■ **Document passage**:
──────────

There was one particular event where there was a very large crash and it shows the average speed of all the riders very quickly drops off to zero as the riders all hit the tarmac. In terms of involvement, most of the teams took up the opportunity to deliver a white label version of the data, so you could go to their team website and see the visualization process and a comparison between their team members all the rest of the riders.
RW: The Tour de France has been happening for such a long time, why has it taken so long to get this kind of data system? Is it because of the cycling industry or a lag in technology?
Chris: There are a number of factors. ASO owns the tour but not the teams or the riders, so I think there’s probably some political resistance to having people instrumented and starting to reveal details about location and so on. And I think if they move forward with things like power output data, cycling cadence, pedalling cadence, respiration, heart rate, that’s quite sensitive and certainly could be used in a competitive nature so you’d have to be careful as to how that data was shared.
Nagui: In a nefarious sense, you could probably determine if there’s doping going on due to anomalies to normal behavior.
RW: Aren’t the riders utilizing wearables already?
Chris: They do, they have a head unit on the bike for capturing data for retrospective analysis, and certainly having access to the real time data for a team director would be hugely relevant and very useful. The other challenge is we can’t do this through Wi-Fi, cellular coverage is often very spotty up in the mountains, and there’s the task of backhauling this data – getting it to the point where you’ve got consistency in delivery and maximizing the availability of the signal. There’s literally a fleet of vehicles – bikes, cars, planes, helicopters – that follow the Tour and deliver everything from broadcasts to food. It’s challenging to get access to the data.

──────────

■ **Prompt 1**: Could you quote the Tour de France interview passage from "Chris: There are" up to and including "to normal behavior."?
■ **Prompt 2**: How would you write what comes next in the Tour de France interview, picking up after its final sentence?

──────────

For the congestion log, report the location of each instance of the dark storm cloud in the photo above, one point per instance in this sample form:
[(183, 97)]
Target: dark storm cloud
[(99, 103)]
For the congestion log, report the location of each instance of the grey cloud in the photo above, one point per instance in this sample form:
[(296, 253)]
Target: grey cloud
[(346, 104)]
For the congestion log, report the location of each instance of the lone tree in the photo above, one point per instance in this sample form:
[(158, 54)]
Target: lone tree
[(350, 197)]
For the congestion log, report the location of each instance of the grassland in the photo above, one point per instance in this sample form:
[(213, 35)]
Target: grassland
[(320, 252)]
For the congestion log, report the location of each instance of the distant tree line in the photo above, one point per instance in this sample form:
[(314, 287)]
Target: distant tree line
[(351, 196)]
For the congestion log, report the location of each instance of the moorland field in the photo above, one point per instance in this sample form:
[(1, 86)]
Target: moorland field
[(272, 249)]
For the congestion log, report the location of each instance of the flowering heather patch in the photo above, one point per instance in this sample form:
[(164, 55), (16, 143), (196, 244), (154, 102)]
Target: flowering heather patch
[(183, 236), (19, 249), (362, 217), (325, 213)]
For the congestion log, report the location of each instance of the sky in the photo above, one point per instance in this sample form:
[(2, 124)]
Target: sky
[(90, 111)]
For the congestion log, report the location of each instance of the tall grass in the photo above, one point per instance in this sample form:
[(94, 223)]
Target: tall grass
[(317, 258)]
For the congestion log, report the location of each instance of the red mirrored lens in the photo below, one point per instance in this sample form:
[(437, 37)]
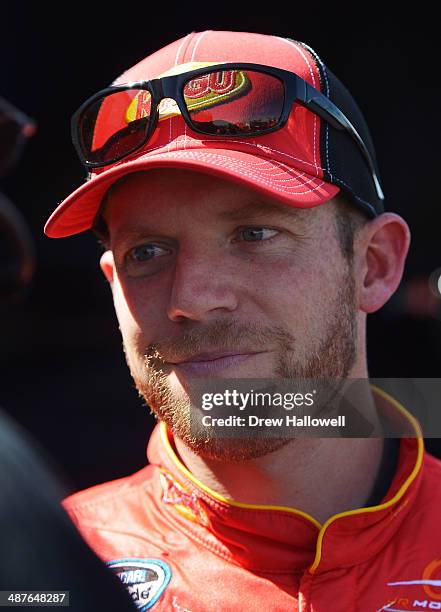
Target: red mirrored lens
[(115, 125), (230, 102)]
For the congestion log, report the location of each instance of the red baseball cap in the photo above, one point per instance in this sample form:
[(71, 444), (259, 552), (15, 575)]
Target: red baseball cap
[(304, 164)]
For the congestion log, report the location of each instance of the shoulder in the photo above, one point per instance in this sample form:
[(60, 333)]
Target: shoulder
[(104, 503)]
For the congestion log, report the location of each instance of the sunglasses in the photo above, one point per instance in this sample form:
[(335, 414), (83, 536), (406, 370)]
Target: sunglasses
[(224, 100)]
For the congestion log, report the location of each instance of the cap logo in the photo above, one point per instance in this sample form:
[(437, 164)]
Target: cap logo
[(202, 92)]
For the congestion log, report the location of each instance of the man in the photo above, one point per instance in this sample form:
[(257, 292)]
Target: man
[(245, 237)]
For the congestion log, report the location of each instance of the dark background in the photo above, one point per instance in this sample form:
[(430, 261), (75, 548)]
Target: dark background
[(62, 370)]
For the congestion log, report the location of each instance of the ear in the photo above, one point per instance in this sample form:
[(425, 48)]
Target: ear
[(107, 265), (381, 250)]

──────────

■ **Reply 1**:
Chris: There are a number of factors. ASO owns the tour but not the teams or the riders, so I think there’s probably some political resistance to having people instrumented and starting to reveal details about location and so on. And I think if they move forward with things like power output data, cycling cadence, pedalling cadence, respiration, heart rate, that’s quite sensitive and certainly could be used in a competitive nature so you’d have to be careful as to how that data was shared.
Nagui: In a nefarious sense, you could probably determine if there’s doping going on due to anomalies to normal behavior.

■ **Reply 2**:
(As for Quarks) We believe that starting to provide some edge processing adds a whole new dimension again, and so looking at the terrain, the way the data is captured – cyclists going through tunnels, going down extremely steep gradients being able to do things like capture the data and do a store-and-forward model where we can do virtual updates to fill in any gaps in the data that might have occurred because of terrain.
We do a lot of inferring from the data to determine whats actually happening out on the road, what does this location speed actually represent, and as we view multiple riders, we can look at some of the interesting patterns that comes from combining the data. Most devices on the back of the bike include accelerometers, gyroscopes and pressure sensors, and therefore if you find from your gyroscope that the bicycle is upside down, you can determine if it was a gradual decrease, maybe the rider had a puncture….and if it was a sudden decrease, perhaps a crash. Local events might involve an alert that is sent back up to the data centre to allow stream reporting
RW: Any there any specific things learned from last year’s efforts?
Chris: There’s an awful lot more that you can start to understand about the race as it unfolds, and the ability to compare individual riders and against prior performance means we can start to infer things like the gradient of ascent, from one particular state of a course, and looking at where they may be similar elsewhere and we start to use that for predictive purpose. We also gained an understanding in what might be interesting to spectators, how can we deliver a compelling viewers experience – how to we enhance that with more advanced analytics – to gain more excitement.
RW: Is there applicability in other areas?
Nagui: We’ve been approached by different industries, including horse racing and also the Indianapolis Motor Speedway. Conversely, we offer similar depths of data in monitoring patients with the treatment of their diabetes. Quark is applicable in so many different spaces.